[Task details] Please print exactly the lines running from the one that contains "written like (136,122)." to the end of the data, with both lines included.
## start Data records
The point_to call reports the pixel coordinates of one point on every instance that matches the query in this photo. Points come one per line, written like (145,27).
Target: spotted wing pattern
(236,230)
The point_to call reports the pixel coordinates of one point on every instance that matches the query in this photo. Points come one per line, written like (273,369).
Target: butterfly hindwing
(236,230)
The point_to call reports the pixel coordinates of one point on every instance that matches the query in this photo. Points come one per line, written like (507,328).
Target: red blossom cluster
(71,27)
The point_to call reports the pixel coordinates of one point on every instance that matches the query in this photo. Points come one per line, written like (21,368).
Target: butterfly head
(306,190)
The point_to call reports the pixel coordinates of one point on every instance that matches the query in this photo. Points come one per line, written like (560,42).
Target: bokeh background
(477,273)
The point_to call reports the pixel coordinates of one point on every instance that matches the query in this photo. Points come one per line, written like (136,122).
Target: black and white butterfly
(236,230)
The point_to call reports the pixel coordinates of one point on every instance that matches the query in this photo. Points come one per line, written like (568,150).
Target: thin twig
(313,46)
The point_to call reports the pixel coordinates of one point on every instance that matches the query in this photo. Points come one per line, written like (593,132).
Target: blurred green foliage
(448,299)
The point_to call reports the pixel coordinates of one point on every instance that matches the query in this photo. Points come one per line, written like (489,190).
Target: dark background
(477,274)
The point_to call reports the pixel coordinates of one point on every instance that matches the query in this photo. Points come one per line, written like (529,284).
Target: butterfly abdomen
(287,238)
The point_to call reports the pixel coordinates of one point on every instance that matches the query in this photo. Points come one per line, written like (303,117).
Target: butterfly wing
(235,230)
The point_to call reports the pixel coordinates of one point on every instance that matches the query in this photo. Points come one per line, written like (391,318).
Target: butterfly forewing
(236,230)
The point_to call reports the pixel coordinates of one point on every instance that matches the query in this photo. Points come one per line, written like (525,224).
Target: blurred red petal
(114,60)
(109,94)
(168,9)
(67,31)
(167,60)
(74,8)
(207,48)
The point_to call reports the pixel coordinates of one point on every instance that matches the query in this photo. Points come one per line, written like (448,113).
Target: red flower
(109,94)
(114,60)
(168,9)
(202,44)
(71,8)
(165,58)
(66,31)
## end Data records
[Written response]
The point_to call reports the pixel coordinates of one point on every instance that matches the query in this photo. Points come one per line, written like (136,122).
Target: black and white butterfly
(236,230)
The point_to call reports the pixel coordinates of one point on every instance that matches the query in this photo. Points come one per line, written like (568,150).
Target: thin twig
(313,46)
The point_to call reports the pixel coordinates of one point on every instance that matches the query in this photo. Points come one per line, written like (593,132).
Target: blurred green foliage
(448,299)
The point_to call reports the pixel coordinates of one point on every instance that matches the query in this photo. Points come one per line, written like (489,190).
Target: dark background
(477,274)
The point_to call reports the pixel coordinates of one point on every instance that matches the query in this photo. Points come one per line, written like (529,284).
Target: butterfly abdomen
(287,238)
The point_to call reports the pixel coordinates of one point on every instance that matches the query in this photo. Points come one per line, written like (303,117).
Target: butterfly wing
(235,230)
The point_to call reports the pixel coordinates of one point on every instance that matches the query in this photo. Points come one per line, written like (391,318).
Target: butterfly forewing
(236,230)
The point_to call reports the pixel coordinates of one point on every instance that matches the query in this photo. Points come one per line, written like (525,224).
Target: blurred red petal
(114,60)
(109,94)
(168,9)
(67,31)
(167,60)
(74,8)
(207,48)
The point_to call reports the pixel coordinates of one point on every instance that matches the query in this photo. Points come one per line, written like (448,113).
Target: red flower
(109,94)
(114,60)
(168,9)
(202,44)
(71,8)
(165,58)
(66,31)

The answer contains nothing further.